> [Job]: Reproduce, character for character, the lines of the material from the one containing "chair, that would help a great deal." through the one containing "502), (451, 500)]", both included.

> [Material for this task]:
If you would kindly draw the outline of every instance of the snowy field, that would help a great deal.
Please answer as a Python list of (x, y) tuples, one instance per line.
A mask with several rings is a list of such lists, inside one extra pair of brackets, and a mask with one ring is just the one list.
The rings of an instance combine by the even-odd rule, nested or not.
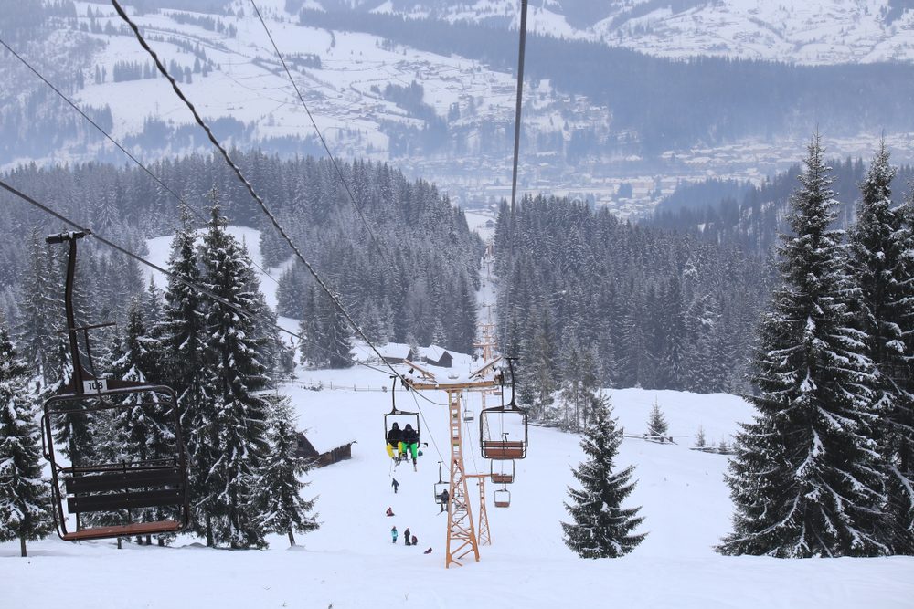
[[(355, 439), (353, 458), (310, 475), (308, 497), (319, 496), (322, 527), (299, 536), (290, 551), (282, 536), (270, 549), (209, 550), (181, 537), (170, 548), (113, 542), (71, 544), (56, 538), (29, 545), (0, 544), (2, 607), (367, 607), (409, 603), (419, 607), (910, 607), (914, 559), (785, 561), (723, 557), (712, 546), (728, 531), (730, 503), (722, 480), (726, 457), (678, 445), (640, 439), (622, 442), (618, 463), (637, 466), (632, 503), (643, 506), (648, 537), (622, 559), (585, 561), (561, 541), (562, 501), (572, 483), (570, 467), (581, 452), (577, 438), (531, 427), (529, 457), (518, 462), (512, 505), (488, 505), (492, 545), (480, 562), (444, 569), (446, 517), (438, 513), (433, 484), (443, 451), (446, 408), (420, 398), (424, 415), (419, 471), (391, 471), (383, 448), (382, 415), (388, 379), (365, 368), (309, 372), (325, 386), (283, 389), (295, 403), (299, 425), (310, 429), (318, 450)], [(376, 391), (353, 391), (374, 388)], [(674, 436), (691, 436), (699, 425), (709, 439), (731, 433), (750, 415), (740, 399), (722, 394), (622, 390), (611, 393), (626, 430), (643, 433), (654, 399)], [(401, 408), (416, 403), (398, 393)], [(443, 394), (429, 394), (443, 403)], [(478, 404), (471, 398), (472, 405)], [(478, 420), (478, 416), (477, 416)], [(465, 437), (475, 437), (475, 428)], [(471, 443), (472, 444), (472, 443)], [(484, 467), (478, 452), (468, 470)], [(391, 476), (400, 483), (390, 487)], [(471, 485), (471, 496), (473, 486)], [(494, 488), (487, 486), (489, 500)], [(394, 518), (384, 516), (391, 507)], [(407, 527), (419, 548), (392, 545), (389, 529)], [(422, 551), (431, 547), (432, 553)]]
[[(249, 247), (257, 243), (256, 231), (240, 230)], [(151, 241), (151, 257), (164, 262), (167, 243), (167, 237)], [(271, 285), (274, 289), (263, 282), (268, 299)], [(470, 366), (467, 356), (455, 357), (455, 372)], [(324, 388), (307, 388), (316, 383)], [(446, 516), (433, 498), (440, 455), (447, 450), (445, 395), (397, 393), (400, 409), (420, 413), (429, 446), (422, 447), (418, 472), (409, 465), (395, 469), (384, 450), (390, 393), (382, 388), (388, 384), (386, 373), (356, 366), (299, 371), (295, 382), (282, 387), (294, 404), (299, 427), (319, 451), (356, 441), (351, 460), (308, 476), (304, 494), (319, 497), (322, 525), (298, 535), (299, 547), (290, 549), (279, 535), (269, 538), (265, 551), (211, 550), (190, 536), (168, 548), (125, 544), (121, 551), (112, 541), (74, 544), (54, 537), (29, 543), (29, 557), (22, 559), (17, 542), (2, 543), (0, 609), (914, 606), (914, 558), (777, 560), (714, 551), (729, 529), (727, 457), (688, 446), (699, 425), (717, 445), (729, 443), (738, 423), (750, 420), (752, 408), (727, 394), (610, 392), (627, 434), (646, 431), (656, 402), (676, 441), (626, 438), (622, 444), (617, 465), (636, 466), (630, 505), (642, 506), (648, 533), (632, 554), (585, 561), (565, 547), (563, 501), (582, 453), (576, 436), (531, 426), (528, 457), (517, 462), (510, 486), (511, 507), (494, 508), (495, 488), (486, 485), (492, 545), (480, 547), (479, 562), (446, 570)], [(478, 396), (467, 404), (478, 411)], [(474, 443), (478, 421), (477, 415), (463, 429), (468, 472), (489, 471)], [(470, 497), (475, 497), (474, 482)], [(475, 501), (471, 505), (475, 516)], [(395, 517), (384, 515), (388, 507)], [(419, 547), (405, 547), (402, 537), (391, 544), (393, 525), (401, 533), (409, 528)], [(430, 547), (431, 553), (423, 554)]]

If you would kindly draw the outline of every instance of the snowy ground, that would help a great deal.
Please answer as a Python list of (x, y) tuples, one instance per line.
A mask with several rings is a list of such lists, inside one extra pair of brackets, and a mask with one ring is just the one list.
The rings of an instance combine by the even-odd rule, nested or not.
[[(345, 381), (378, 389), (387, 382), (364, 368), (323, 377), (327, 386)], [(559, 526), (570, 467), (581, 458), (577, 438), (532, 427), (511, 507), (489, 503), (492, 545), (480, 549), (478, 563), (445, 570), (446, 520), (432, 497), (440, 457), (432, 445), (424, 448), (419, 472), (409, 466), (391, 471), (382, 439), (389, 394), (351, 387), (284, 391), (319, 450), (343, 436), (357, 441), (352, 460), (310, 476), (305, 492), (320, 496), (323, 526), (300, 536), (303, 548), (290, 551), (282, 536), (271, 537), (264, 551), (207, 550), (192, 538), (171, 548), (128, 544), (120, 551), (107, 541), (76, 545), (48, 539), (30, 544), (30, 558), (23, 560), (18, 544), (0, 544), (0, 606), (339, 609), (377, 606), (379, 598), (420, 607), (911, 606), (911, 558), (783, 561), (716, 554), (711, 546), (727, 532), (730, 514), (722, 480), (726, 457), (691, 451), (685, 437), (678, 445), (622, 443), (619, 464), (637, 466), (632, 503), (643, 506), (649, 535), (625, 558), (583, 561), (565, 548)], [(401, 408), (416, 409), (409, 395), (399, 392), (398, 397)], [(442, 394), (428, 397), (443, 402)], [(709, 438), (717, 438), (750, 415), (745, 403), (729, 395), (630, 389), (612, 392), (612, 399), (632, 433), (643, 431), (654, 399), (674, 436), (692, 436), (701, 425)], [(419, 404), (423, 438), (434, 437), (444, 450), (445, 408), (422, 400)], [(475, 433), (464, 430), (467, 437)], [(484, 468), (478, 455), (466, 465)], [(400, 483), (396, 495), (391, 475)], [(493, 490), (487, 487), (490, 501)], [(396, 517), (384, 516), (388, 506)], [(409, 527), (420, 547), (392, 545), (391, 525), (400, 531)], [(432, 553), (423, 555), (428, 547)]]
[[(256, 239), (246, 234), (250, 247)], [(167, 239), (151, 243), (152, 256)], [(161, 259), (161, 258), (160, 258)], [(270, 291), (264, 283), (265, 291)], [(470, 366), (458, 356), (454, 367)], [(312, 391), (305, 385), (320, 383)], [(447, 448), (441, 393), (397, 393), (400, 409), (420, 412), (429, 442), (419, 471), (391, 467), (384, 451), (383, 415), (390, 409), (389, 380), (365, 367), (300, 371), (282, 387), (299, 426), (318, 450), (351, 440), (353, 458), (313, 472), (306, 497), (319, 496), (320, 530), (299, 536), (290, 550), (284, 536), (270, 549), (210, 550), (180, 537), (169, 548), (110, 541), (68, 543), (57, 538), (29, 544), (0, 543), (0, 609), (66, 606), (123, 607), (366, 607), (410, 603), (418, 607), (877, 607), (908, 608), (914, 598), (914, 558), (776, 560), (724, 557), (713, 546), (728, 532), (731, 505), (723, 481), (727, 457), (689, 450), (699, 425), (709, 443), (730, 440), (752, 409), (726, 394), (641, 389), (611, 391), (626, 433), (643, 434), (656, 401), (677, 444), (626, 438), (621, 467), (634, 464), (632, 505), (642, 506), (648, 536), (622, 559), (584, 561), (562, 542), (566, 489), (582, 457), (577, 436), (530, 428), (528, 457), (517, 463), (511, 507), (494, 508), (486, 485), (492, 545), (480, 562), (444, 569), (446, 517), (433, 499), (440, 451)], [(428, 398), (431, 402), (426, 401)], [(479, 399), (467, 404), (478, 410)], [(488, 472), (473, 440), (479, 416), (463, 430), (468, 471)], [(399, 482), (393, 493), (392, 478)], [(446, 475), (445, 475), (446, 477)], [(475, 490), (471, 483), (471, 497)], [(394, 518), (384, 515), (388, 507)], [(476, 514), (476, 506), (473, 506)], [(389, 530), (409, 530), (419, 548), (390, 543)], [(426, 548), (430, 554), (422, 554)]]

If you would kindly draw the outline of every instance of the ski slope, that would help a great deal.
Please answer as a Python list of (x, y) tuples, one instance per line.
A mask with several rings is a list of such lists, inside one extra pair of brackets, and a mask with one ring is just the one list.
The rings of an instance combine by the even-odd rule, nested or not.
[[(244, 236), (249, 247), (257, 242), (254, 232)], [(151, 257), (166, 259), (167, 244), (166, 237), (152, 241)], [(265, 291), (269, 285), (263, 283)], [(455, 354), (452, 372), (471, 365), (468, 356)], [(440, 372), (445, 378), (447, 371)], [(409, 465), (395, 468), (384, 450), (389, 383), (386, 373), (356, 366), (300, 370), (281, 388), (319, 451), (356, 441), (352, 459), (306, 477), (311, 484), (304, 494), (319, 498), (322, 525), (297, 535), (298, 547), (290, 549), (283, 535), (271, 536), (265, 551), (207, 549), (191, 536), (167, 548), (127, 543), (121, 551), (113, 541), (74, 544), (52, 537), (29, 543), (29, 557), (22, 559), (16, 541), (0, 543), (0, 609), (912, 606), (912, 557), (778, 560), (714, 551), (729, 528), (727, 457), (688, 446), (699, 425), (716, 445), (729, 442), (739, 422), (752, 416), (742, 399), (719, 394), (608, 392), (627, 434), (646, 431), (656, 402), (677, 442), (626, 438), (622, 444), (617, 466), (636, 466), (629, 505), (642, 506), (642, 530), (648, 533), (630, 555), (585, 561), (565, 547), (560, 521), (567, 519), (567, 488), (575, 483), (571, 467), (582, 458), (579, 439), (531, 426), (528, 457), (517, 462), (510, 486), (511, 507), (494, 508), (495, 488), (486, 485), (492, 545), (480, 547), (479, 562), (445, 570), (446, 516), (433, 499), (440, 453), (447, 450), (445, 394), (397, 392), (399, 408), (421, 414), (421, 439), (429, 446), (422, 446), (418, 471)], [(323, 388), (310, 388), (315, 385)], [(479, 398), (467, 399), (478, 411)], [(478, 421), (477, 413), (463, 428), (469, 472), (488, 471), (475, 443)], [(393, 478), (400, 485), (397, 494)], [(474, 493), (471, 482), (470, 496)], [(475, 502), (471, 505), (475, 517)], [(393, 518), (385, 516), (388, 507)], [(390, 542), (393, 525), (401, 533), (397, 545)], [(407, 528), (419, 547), (403, 545)], [(430, 547), (431, 553), (423, 554)]]
[[(506, 509), (489, 503), (492, 545), (480, 562), (444, 569), (446, 517), (433, 500), (439, 457), (444, 449), (446, 408), (420, 399), (423, 439), (430, 441), (419, 471), (392, 471), (383, 448), (382, 415), (389, 410), (388, 379), (370, 370), (311, 371), (309, 381), (327, 387), (311, 391), (290, 384), (299, 425), (318, 450), (356, 440), (353, 458), (313, 472), (305, 489), (319, 496), (322, 527), (298, 536), (290, 551), (283, 536), (270, 549), (209, 550), (181, 537), (169, 548), (113, 542), (65, 543), (51, 538), (29, 544), (0, 544), (3, 607), (206, 606), (367, 607), (409, 604), (420, 607), (910, 607), (914, 559), (787, 561), (723, 557), (711, 546), (727, 532), (730, 504), (722, 480), (726, 457), (678, 445), (640, 439), (622, 442), (618, 463), (637, 466), (632, 504), (643, 506), (648, 537), (621, 559), (585, 561), (561, 541), (559, 521), (570, 467), (581, 458), (577, 438), (531, 427), (527, 459), (518, 462)], [(330, 389), (347, 384), (348, 389)], [(353, 391), (373, 388), (374, 391)], [(629, 432), (642, 433), (654, 399), (674, 436), (702, 425), (708, 438), (731, 433), (750, 415), (740, 399), (635, 389), (611, 392), (616, 415)], [(443, 403), (443, 394), (429, 394)], [(398, 392), (400, 408), (416, 410)], [(471, 404), (475, 401), (472, 400)], [(478, 416), (476, 417), (478, 420)], [(470, 436), (474, 437), (475, 428)], [(466, 430), (464, 430), (466, 434)], [(482, 463), (475, 458), (477, 467)], [(474, 467), (468, 458), (468, 469)], [(396, 495), (391, 474), (400, 483)], [(473, 490), (471, 485), (471, 490)], [(494, 489), (487, 491), (491, 501)], [(391, 507), (393, 518), (384, 515)], [(407, 527), (419, 547), (390, 542), (389, 529)], [(421, 552), (431, 547), (432, 552)]]

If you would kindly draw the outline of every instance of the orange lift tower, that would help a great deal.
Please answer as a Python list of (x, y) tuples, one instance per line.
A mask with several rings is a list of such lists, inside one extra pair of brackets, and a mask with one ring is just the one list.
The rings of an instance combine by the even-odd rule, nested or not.
[(439, 382), (433, 373), (411, 362), (403, 362), (410, 368), (410, 373), (403, 377), (409, 387), (417, 391), (443, 391), (448, 394), (451, 482), (448, 501), (448, 541), (444, 557), (446, 568), (450, 568), (452, 564), (462, 566), (470, 554), (473, 554), (474, 561), (479, 561), (479, 542), (473, 523), (467, 490), (467, 479), (472, 475), (468, 475), (463, 468), (461, 401), (464, 391), (483, 391), (501, 386), (502, 372), (495, 367), (500, 361), (500, 357), (495, 358), (479, 370), (470, 373), (465, 378), (449, 377), (446, 382)]

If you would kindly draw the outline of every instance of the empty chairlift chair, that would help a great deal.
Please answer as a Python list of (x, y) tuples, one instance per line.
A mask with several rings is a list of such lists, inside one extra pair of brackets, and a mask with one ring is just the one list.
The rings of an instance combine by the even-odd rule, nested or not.
[(480, 452), (487, 459), (513, 460), (526, 457), (526, 411), (515, 404), (514, 363), (507, 359), (511, 366), (511, 402), (479, 414)]
[(492, 459), (489, 477), (493, 484), (511, 484), (515, 478), (515, 463), (513, 459)]
[(502, 487), (494, 492), (493, 500), (496, 508), (509, 508), (511, 507), (511, 491), (506, 487)]
[(451, 492), (448, 490), (451, 488), (451, 483), (441, 478), (442, 463), (442, 461), (438, 462), (438, 482), (435, 482), (435, 503), (442, 506), (442, 509), (447, 509), (448, 502), (451, 500)]
[[(48, 243), (69, 243), (64, 331), (69, 337), (73, 375), (45, 402), (41, 419), (58, 535), (65, 541), (82, 541), (177, 532), (187, 525), (189, 509), (187, 459), (175, 392), (165, 385), (99, 378), (81, 363), (78, 333), (85, 338), (86, 357), (94, 373), (89, 331), (113, 325), (76, 327), (72, 304), (76, 242), (83, 236), (82, 232), (64, 233), (47, 239)], [(127, 436), (131, 430), (113, 424), (118, 414), (127, 412), (134, 420), (154, 420), (160, 441), (154, 446), (143, 441), (130, 443)], [(86, 431), (80, 438), (83, 446), (78, 446), (77, 436), (72, 435), (67, 453), (69, 459), (76, 457), (78, 462), (61, 460), (55, 450), (52, 430), (61, 426), (72, 430), (77, 425)], [(122, 449), (119, 447), (122, 442)], [(103, 445), (106, 448), (100, 451)], [(136, 448), (138, 446), (143, 447)], [(140, 450), (144, 454), (131, 454)], [(98, 457), (100, 452), (102, 457)], [(116, 458), (110, 457), (115, 454)]]

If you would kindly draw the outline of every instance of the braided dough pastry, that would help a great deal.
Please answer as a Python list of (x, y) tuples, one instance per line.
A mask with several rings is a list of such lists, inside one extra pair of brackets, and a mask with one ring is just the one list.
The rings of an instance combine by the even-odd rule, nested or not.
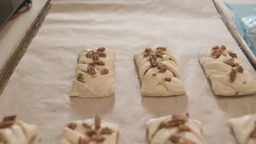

> [Solved exercise]:
If you would kindly draw the outline of every instance of the empty chairlift chair, that would help a great deal.
Please answer as a Python list of (x, y) tuples, one instance per line.
A mask with several rings is a list of such lists, inside one extra pair of brackets, and a mask with one ring is just the one list.
The rings of an instance combine by the even-odd rule, nested or not.
[(480, 452), (487, 459), (513, 460), (526, 457), (526, 411), (515, 404), (514, 363), (507, 359), (511, 366), (511, 402), (479, 414)]
[(492, 459), (489, 477), (493, 484), (511, 484), (515, 478), (515, 463), (513, 459)]
[(502, 487), (494, 492), (493, 500), (496, 508), (509, 508), (511, 507), (511, 491), (506, 487)]
[(451, 492), (448, 490), (451, 488), (451, 483), (441, 478), (442, 463), (442, 461), (438, 462), (438, 482), (435, 482), (435, 503), (442, 506), (442, 509), (447, 509), (448, 502), (451, 500)]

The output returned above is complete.